Study material:
※ ※ ※
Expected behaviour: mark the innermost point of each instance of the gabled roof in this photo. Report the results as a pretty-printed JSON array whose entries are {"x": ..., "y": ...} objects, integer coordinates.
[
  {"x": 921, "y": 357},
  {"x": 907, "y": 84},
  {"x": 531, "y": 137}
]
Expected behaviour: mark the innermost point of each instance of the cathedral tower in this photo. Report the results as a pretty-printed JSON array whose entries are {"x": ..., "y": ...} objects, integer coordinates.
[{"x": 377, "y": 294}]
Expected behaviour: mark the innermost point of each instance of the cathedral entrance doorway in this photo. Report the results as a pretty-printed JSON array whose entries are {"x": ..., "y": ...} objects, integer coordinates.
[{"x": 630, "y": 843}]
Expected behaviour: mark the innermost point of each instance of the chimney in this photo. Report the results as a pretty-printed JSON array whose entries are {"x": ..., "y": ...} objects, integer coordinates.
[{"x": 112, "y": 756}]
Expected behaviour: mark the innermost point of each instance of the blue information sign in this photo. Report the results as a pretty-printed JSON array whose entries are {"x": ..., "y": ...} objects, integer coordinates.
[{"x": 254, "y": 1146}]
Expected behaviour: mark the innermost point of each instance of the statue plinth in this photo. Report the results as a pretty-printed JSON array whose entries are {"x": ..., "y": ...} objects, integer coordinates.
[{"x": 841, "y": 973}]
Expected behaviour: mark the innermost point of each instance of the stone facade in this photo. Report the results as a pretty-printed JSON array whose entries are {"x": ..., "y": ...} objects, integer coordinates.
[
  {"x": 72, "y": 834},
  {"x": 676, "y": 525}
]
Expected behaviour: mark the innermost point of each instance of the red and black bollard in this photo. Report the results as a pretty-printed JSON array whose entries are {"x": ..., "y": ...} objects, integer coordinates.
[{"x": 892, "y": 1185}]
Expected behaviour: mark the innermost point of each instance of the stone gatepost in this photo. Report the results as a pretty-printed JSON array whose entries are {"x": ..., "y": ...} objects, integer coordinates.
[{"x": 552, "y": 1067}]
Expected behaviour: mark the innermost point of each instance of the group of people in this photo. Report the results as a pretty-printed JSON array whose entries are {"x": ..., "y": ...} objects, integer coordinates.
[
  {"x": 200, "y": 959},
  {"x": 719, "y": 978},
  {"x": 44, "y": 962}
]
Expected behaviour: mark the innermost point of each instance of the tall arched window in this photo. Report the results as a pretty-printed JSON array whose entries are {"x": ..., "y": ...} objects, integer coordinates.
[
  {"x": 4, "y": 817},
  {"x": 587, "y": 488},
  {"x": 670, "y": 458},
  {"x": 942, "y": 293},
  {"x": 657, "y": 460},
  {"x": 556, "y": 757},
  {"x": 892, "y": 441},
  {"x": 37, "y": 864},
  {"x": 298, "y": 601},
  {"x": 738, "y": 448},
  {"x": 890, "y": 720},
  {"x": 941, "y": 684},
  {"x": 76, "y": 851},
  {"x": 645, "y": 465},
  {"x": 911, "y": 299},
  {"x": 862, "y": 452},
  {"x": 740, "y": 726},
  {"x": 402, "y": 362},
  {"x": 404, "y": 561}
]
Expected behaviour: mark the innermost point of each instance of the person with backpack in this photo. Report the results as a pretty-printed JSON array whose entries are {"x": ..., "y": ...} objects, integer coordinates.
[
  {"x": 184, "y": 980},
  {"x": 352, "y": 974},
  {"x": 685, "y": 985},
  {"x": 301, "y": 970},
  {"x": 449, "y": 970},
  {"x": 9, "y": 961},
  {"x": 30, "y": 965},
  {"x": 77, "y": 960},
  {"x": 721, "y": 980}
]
※ ※ ※
The task: Repeat the listing above word for word, with no line missing.

Output for this task:
Expected behaviour: mark the innermost point of each instance of the gabled roof in this photo. Report the results as a pretty-printed JSON array whose entries are {"x": ..., "y": ...} objects, integer coordinates.
[
  {"x": 921, "y": 357},
  {"x": 907, "y": 84},
  {"x": 531, "y": 137}
]
Expected behaviour: mark the innermost point of each instance of the cathedral tower in this photo. Report the results as a pretty-printed JSON array whose entries are {"x": ..., "y": ...} objects, integer coordinates.
[{"x": 377, "y": 294}]
Expected behaviour: mark the innermost point of each instance of the cathedral entrance doorway in this photo. Report the results as a pretty-printed JSON array whose entries are {"x": ..., "y": ...} objects, integer coordinates.
[{"x": 630, "y": 843}]
Expected behaviour: mark the innermost point of each instance of the chimney in this photo. Report the results as a pretty-printed JSON array whose entries are {"x": ..., "y": ...} objects, integer coordinates.
[{"x": 112, "y": 756}]
Expected behaviour: mark the innermost point of each instance of the blue information sign in this photo. Report the results as a pretty-printed JSON array whose entries are {"x": ..., "y": ...} objects, integer coordinates.
[{"x": 254, "y": 1146}]
Expected behaviour: mark the innermost point of each instance of the statue plinth in this photo. Report the results as a pretty-printed JSON array whose entries are {"x": ..., "y": ...} objects, integer coordinates.
[{"x": 841, "y": 973}]
Expected behaviour: mark the innermost point of each instance of the stone facade in this photo. Report the results as a pretty-printed JSON array whose entries are {"x": ..., "y": ...} objects, integer coordinates.
[
  {"x": 72, "y": 834},
  {"x": 676, "y": 525}
]
Expected behaviour: mark the innermost point of each instance of the red and black bollard in this photo. Report the results as a pretty-printed JSON array whose entries are {"x": ..., "y": ...} objects, integer coordinates.
[{"x": 892, "y": 1185}]
Expected behaviour: mark the innermost point of each instance of the stone gatepost in this photo. Report the results as a pretty-printed JSON array whose entries are {"x": ..., "y": ...} objects, integer coordinates.
[{"x": 552, "y": 1067}]
Expected behaviour: mark the innermost point of each instance of the group of people in this photo. Report the results as a pretty-printed JSON array whose entries are {"x": ..., "y": ...} objects, integer coordinates.
[
  {"x": 200, "y": 959},
  {"x": 719, "y": 978},
  {"x": 44, "y": 962}
]
Expected behaviour: mark the innermost point of each instance of the tall arched window in this photo. Report the results as a pretty-printed JSON array whose entries are {"x": ..., "y": ...} objects, integer coordinates.
[
  {"x": 4, "y": 817},
  {"x": 587, "y": 488},
  {"x": 670, "y": 458},
  {"x": 942, "y": 293},
  {"x": 657, "y": 460},
  {"x": 556, "y": 757},
  {"x": 892, "y": 441},
  {"x": 37, "y": 864},
  {"x": 298, "y": 601},
  {"x": 738, "y": 448},
  {"x": 890, "y": 720},
  {"x": 941, "y": 684},
  {"x": 76, "y": 851},
  {"x": 645, "y": 465},
  {"x": 911, "y": 299},
  {"x": 862, "y": 452},
  {"x": 740, "y": 726},
  {"x": 402, "y": 362},
  {"x": 404, "y": 561}
]
Expected behaviour: mark the innermost point of each instance of the person with backpack in this photo. Report the results as a pretty-printed JSON array whose entries are {"x": ..., "y": ...} objects, integer coordinates.
[
  {"x": 184, "y": 980},
  {"x": 352, "y": 974},
  {"x": 685, "y": 985},
  {"x": 301, "y": 970},
  {"x": 449, "y": 970},
  {"x": 9, "y": 961},
  {"x": 30, "y": 965},
  {"x": 77, "y": 960},
  {"x": 721, "y": 980}
]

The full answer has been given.